> Task item
Your answer should be every line below that includes the word "each".

> Source data
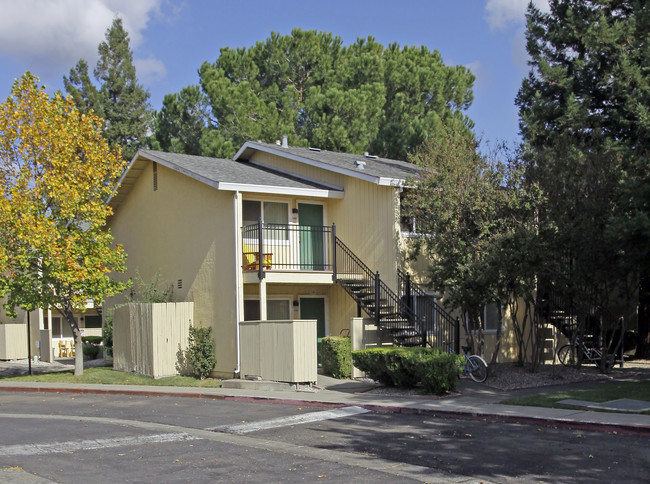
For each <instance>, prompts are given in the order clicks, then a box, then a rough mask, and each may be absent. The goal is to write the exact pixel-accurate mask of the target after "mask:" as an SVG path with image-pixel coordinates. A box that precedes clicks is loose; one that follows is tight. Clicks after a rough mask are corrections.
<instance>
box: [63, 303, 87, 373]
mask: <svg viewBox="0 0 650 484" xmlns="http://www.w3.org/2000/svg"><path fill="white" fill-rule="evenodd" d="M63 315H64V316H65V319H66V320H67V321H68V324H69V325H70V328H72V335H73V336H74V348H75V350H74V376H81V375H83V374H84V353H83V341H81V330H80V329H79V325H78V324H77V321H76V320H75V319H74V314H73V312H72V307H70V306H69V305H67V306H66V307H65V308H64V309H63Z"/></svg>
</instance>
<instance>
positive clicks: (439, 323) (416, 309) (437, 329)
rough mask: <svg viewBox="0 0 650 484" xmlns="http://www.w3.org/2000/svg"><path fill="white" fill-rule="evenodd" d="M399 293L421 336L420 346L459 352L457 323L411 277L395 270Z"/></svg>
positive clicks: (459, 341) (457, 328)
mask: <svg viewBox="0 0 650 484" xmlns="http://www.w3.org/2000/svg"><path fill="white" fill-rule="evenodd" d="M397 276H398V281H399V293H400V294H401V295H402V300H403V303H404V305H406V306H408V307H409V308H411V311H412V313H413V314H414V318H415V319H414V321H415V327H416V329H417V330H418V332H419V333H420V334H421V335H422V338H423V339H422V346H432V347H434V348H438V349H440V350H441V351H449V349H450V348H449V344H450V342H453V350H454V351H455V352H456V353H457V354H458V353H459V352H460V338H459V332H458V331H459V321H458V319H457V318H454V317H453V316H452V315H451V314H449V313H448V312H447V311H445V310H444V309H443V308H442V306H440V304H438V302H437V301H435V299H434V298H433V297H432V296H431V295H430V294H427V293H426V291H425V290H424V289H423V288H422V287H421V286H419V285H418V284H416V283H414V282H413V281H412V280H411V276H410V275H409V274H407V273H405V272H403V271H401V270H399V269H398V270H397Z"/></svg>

==

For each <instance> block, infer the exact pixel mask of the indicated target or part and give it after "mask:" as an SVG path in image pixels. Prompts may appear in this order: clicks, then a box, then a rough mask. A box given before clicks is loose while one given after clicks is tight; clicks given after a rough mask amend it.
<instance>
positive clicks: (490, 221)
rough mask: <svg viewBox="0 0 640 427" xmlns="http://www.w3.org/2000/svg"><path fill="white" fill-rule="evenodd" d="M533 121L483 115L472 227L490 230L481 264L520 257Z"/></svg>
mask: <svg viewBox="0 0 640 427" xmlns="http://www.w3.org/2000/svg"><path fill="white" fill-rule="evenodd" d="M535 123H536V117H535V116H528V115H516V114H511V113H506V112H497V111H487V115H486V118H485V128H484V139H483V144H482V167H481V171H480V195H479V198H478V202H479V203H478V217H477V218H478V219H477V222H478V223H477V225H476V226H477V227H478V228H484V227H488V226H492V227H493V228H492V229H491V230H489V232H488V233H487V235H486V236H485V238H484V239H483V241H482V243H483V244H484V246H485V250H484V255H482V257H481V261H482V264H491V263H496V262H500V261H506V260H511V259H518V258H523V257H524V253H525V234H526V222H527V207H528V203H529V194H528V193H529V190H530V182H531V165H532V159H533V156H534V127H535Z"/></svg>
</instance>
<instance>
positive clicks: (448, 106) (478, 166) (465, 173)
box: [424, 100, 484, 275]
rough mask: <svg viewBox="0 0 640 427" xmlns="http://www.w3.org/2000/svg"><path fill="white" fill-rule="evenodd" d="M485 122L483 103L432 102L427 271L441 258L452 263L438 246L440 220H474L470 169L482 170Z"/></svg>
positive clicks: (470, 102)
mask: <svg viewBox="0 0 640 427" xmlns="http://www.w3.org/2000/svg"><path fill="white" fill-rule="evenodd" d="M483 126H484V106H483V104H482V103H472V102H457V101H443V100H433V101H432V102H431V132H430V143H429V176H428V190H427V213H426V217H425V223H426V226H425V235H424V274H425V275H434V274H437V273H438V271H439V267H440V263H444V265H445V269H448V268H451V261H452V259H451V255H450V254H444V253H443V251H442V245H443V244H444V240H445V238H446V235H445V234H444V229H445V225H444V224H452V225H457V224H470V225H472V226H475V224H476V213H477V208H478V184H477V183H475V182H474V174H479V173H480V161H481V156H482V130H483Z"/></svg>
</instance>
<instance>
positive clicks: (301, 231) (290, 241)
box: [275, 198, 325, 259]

...

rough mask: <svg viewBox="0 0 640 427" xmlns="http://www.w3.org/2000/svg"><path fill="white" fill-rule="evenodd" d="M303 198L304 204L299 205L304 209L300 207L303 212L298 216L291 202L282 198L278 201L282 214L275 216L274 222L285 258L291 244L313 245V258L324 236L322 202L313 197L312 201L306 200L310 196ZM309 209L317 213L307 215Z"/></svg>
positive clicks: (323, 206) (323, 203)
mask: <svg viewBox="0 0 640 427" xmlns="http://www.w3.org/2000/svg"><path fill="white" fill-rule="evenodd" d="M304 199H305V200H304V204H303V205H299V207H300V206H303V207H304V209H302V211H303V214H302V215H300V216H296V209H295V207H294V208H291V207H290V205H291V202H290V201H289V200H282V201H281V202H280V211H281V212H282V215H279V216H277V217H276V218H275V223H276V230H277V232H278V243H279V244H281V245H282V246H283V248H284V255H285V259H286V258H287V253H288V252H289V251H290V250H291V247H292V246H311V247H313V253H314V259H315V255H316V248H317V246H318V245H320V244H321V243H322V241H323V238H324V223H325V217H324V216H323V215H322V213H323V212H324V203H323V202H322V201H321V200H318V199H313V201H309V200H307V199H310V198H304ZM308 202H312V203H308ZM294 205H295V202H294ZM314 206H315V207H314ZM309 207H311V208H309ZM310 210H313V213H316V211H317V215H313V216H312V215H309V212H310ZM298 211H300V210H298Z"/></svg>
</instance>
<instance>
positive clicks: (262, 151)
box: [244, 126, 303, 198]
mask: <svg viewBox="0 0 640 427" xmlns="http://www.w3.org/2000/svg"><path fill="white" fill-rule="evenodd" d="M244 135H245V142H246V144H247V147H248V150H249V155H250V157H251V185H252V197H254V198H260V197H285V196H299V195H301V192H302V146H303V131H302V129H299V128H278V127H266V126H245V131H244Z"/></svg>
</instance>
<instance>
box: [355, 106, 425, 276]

> Answer to this task
For each <instance>, prompts are given in the order clicks, then a box, then a rough mask, and each may be absent. The goal is to write the exact pixel-accurate mask of the target after "mask:" as an SVG path with image-pixel coordinates. A box that precedes clicks is loose; one that follows is tight. Clicks after a rough mask are corrections.
For each <instance> block, infer the exact pixel mask of the indicated target or part and give it after "mask:" as an SVG path in image pixels. Prompts may appear in this order: clicks, then a box, then a rough mask. A box given before clicks is loose while one given after clicks is tight; clicks given after a rough mask amend it.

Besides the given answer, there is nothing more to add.